## Consigne 1:
Pouvez-vous redonner les entrées, en commençant à la ligne qui contient « jacket in the image above. » et en terminant à celle qui contient « 561;292;590;327 », en changeant « black pants » en « dark trousers » sans toucher au reste ?

----- Texte présenté -----

Mais, à la charnière des XXe et XXIe siècles, c’est aussi l’idée de littérature que nous souhaitons questionner, saisie dans les métamorphoses qui l’affectent ou dans la mobilité de ses usages sociaux ; c’est encore notre conception même de la critique et de l’histoire littéraires, et, plus largement, des études littéraires. « Critiquer, c’est se souvenir », écrivait, il y a un demi-siècle de cela, Georges Poulet. La définition dérive de celle proposée par Proust pour qui tout critique doit nourrir l’ambition de pourvoir le lecteur d’une « mémoire improvisée », autrement dit de réaliser le miracle que le lecteur fasse l’expérience d’une mémoire autre devenue sienne. Ainsi comprise, la critique s’accomplirait en faisant participer le lecteur d’une vaste scène de reconnaissance. Il y a, bien entendu, bien d’autres façons d’envisager la critique littéraire et, par-delà celle-ci, l’idée de littérature, mais c’est l’une de celles que nous a léguées le XXe siècle. Et il nous revient à nous, qui en sommes les enfants, d’en dégager les enjeux.

Axes suggérés :

  • L’anagnôrisis dans les poétiques des littératures des XXe et XXIe siècles. Comment ce procédé clef de la dramaturgie et de la construction fictionnelle a-t-il été réinvesti ? Comment s’inscrit-il dans une dimension métalittéraire qui met en question, en l’actualisant, son caractère artificiel ?
  • La question de l'histoire littéraire du XXe siècle : quel bilan actuellement, et quel héritage pour le XXIe siècle ? Qu'est-ce qu'être un contemporanéiste ? Quelle ambition, pour quelle reconnaissance ?

----- Entrées fournies -----

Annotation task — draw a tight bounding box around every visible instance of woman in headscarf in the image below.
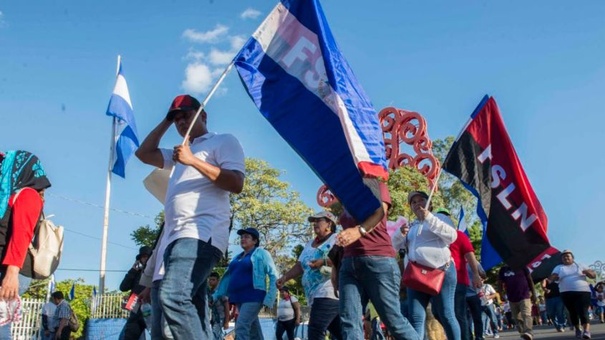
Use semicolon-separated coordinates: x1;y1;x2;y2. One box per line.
550;250;597;339
277;211;342;339
0;150;50;339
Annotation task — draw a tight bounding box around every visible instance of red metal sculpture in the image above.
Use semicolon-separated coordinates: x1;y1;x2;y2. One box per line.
317;107;441;208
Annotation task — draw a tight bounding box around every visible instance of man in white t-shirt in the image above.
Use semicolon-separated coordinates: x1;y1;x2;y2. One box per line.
136;95;245;339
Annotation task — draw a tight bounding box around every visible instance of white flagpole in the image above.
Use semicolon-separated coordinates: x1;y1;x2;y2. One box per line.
177;60;235;146
99;55;122;294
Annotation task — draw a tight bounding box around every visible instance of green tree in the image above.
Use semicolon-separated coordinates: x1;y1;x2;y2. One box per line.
130;210;164;247
130;158;313;270
231;158;313;272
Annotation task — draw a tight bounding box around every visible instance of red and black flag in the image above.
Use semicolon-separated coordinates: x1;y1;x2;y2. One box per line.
443;96;560;278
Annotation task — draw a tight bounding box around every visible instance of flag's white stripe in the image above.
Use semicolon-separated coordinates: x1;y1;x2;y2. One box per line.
253;3;372;164
113;73;132;109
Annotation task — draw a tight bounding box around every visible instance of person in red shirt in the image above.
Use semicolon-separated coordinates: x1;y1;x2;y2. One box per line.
336;180;420;340
0;150;50;300
435;208;483;339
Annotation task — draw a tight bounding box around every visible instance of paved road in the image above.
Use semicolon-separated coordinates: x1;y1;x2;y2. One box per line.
496;322;605;340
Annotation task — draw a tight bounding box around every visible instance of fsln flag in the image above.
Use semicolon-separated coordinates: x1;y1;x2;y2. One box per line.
107;61;139;178
443;96;560;277
69;282;76;301
234;0;388;221
458;207;470;236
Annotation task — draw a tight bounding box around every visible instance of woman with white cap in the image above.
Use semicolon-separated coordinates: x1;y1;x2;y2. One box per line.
550;249;597;339
277;211;342;339
213;228;277;340
393;191;461;340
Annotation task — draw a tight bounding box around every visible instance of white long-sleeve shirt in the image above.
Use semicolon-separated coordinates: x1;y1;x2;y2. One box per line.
392;213;458;268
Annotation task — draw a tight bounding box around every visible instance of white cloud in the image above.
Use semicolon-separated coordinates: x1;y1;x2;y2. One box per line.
185;49;206;62
183;24;229;44
181;62;213;94
240;8;261;19
229;35;248;51
208;48;235;65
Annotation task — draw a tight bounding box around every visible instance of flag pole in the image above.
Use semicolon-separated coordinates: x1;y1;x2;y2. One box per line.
178;60;235;145
99;55;122;294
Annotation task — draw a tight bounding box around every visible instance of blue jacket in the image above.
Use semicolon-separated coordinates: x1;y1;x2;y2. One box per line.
212;248;277;308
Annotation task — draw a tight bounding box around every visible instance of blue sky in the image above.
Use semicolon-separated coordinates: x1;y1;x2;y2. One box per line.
0;0;605;289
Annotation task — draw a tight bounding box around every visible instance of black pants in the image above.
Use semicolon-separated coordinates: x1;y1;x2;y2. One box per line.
55;325;71;340
275;319;296;340
120;310;147;340
561;292;590;327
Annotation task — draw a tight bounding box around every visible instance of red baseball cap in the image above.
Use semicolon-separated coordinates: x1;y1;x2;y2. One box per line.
166;94;201;121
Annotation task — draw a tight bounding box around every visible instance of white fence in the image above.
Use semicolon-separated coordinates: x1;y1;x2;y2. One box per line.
11;299;44;340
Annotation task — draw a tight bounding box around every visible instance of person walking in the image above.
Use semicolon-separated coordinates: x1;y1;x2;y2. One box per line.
550;249;597;339
0;150;51;339
393;191;461;340
120;246;152;340
498;266;537;340
277;211;342;339
213;228;277;340
51;292;73;340
336;180;420;340
136;95;245;340
275;287;300;340
542;278;567;333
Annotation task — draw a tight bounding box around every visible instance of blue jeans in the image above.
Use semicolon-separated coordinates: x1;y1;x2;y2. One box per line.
151;280;174;340
483;303;498;335
454;283;471;340
546;296;567;329
408;263;460;340
308;298;342;340
466;295;483;340
339;256;420;340
159;238;223;339
235;302;264;340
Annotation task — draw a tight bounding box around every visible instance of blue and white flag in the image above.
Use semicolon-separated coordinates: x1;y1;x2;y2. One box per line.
234;0;388;221
90;286;99;315
458;207;470;236
107;61;139;178
69;282;76;301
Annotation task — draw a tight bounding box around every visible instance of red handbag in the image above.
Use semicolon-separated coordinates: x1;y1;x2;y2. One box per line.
403;261;445;295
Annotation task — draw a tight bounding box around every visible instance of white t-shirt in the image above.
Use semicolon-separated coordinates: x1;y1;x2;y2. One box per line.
153;132;246;280
552;262;590;293
595;292;605;307
277;295;298;321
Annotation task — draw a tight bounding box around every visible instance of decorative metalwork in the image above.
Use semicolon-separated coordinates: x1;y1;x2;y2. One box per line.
588;261;605;282
378;107;441;185
317;107;441;208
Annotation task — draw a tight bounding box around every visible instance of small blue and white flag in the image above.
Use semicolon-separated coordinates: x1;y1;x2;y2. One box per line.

-----

## Consigne 2:
Pouvez-vous prolonger le texte sur la critique et l'histoire littéraires à partir de son dernier passage ?

## Réponse 1:
Annotation task — draw a tight bounding box around every visible instance of blue jacket in the image above.
Use semicolon-separated coordinates: x1;y1;x2;y2. One box per line.
212;248;277;308
Annotation task — draw a tight bounding box around every visible instance of blue sky in the image above.
Use semicolon-separated coordinates: x1;y1;x2;y2. One box per line.
0;0;605;289
Annotation task — draw a tight bounding box around every visible instance of dark trousers in the image above.
Use semicolon-separated coordinates: x1;y1;x2;y2. One box per line.
55;325;71;340
275;319;296;340
120;310;147;340
561;292;590;327

## Réponse 2:
Les propositions de contribution (20-30 lignes), assorties d’une brève notice bio-bibliographique, sont à envoyer avant le 21 juin 2019 à l’adresse suivante : reconnaissanceslitteraires@yahoo.com. La réponse du comité de rédaction sera délivrée vers la mi-juillet. Les auteurs dont les propositions auront été retenues devront faire parvenir leur texte (35000 signes maximum, espaces comprises) avant le 1er novembre 2019.

 

[1] Walter Benjamin, « Conversation avec André Gide », Die Literarische Welt, 17 février 1928, Sur Proust, trad. R. Kahn, Caen, Nous, 2010, p. 100.

[2] Terence Cave, Recognitions. A Study in Poetics, Oxford, Clarendon Press, 1988, p. 1.

[3] Northrop Frye, L'Ecriture profane, Essai sur la structure du romanesque, traduit de l'anglais par Cornelius Crowley, Strasbourg, Circé, 1998, p. 62. Voir également Northrop Frye, Fables of Identity. Studies in Poetic Mythology, New York-London, Harcourt Brace Jovanovich, 1963.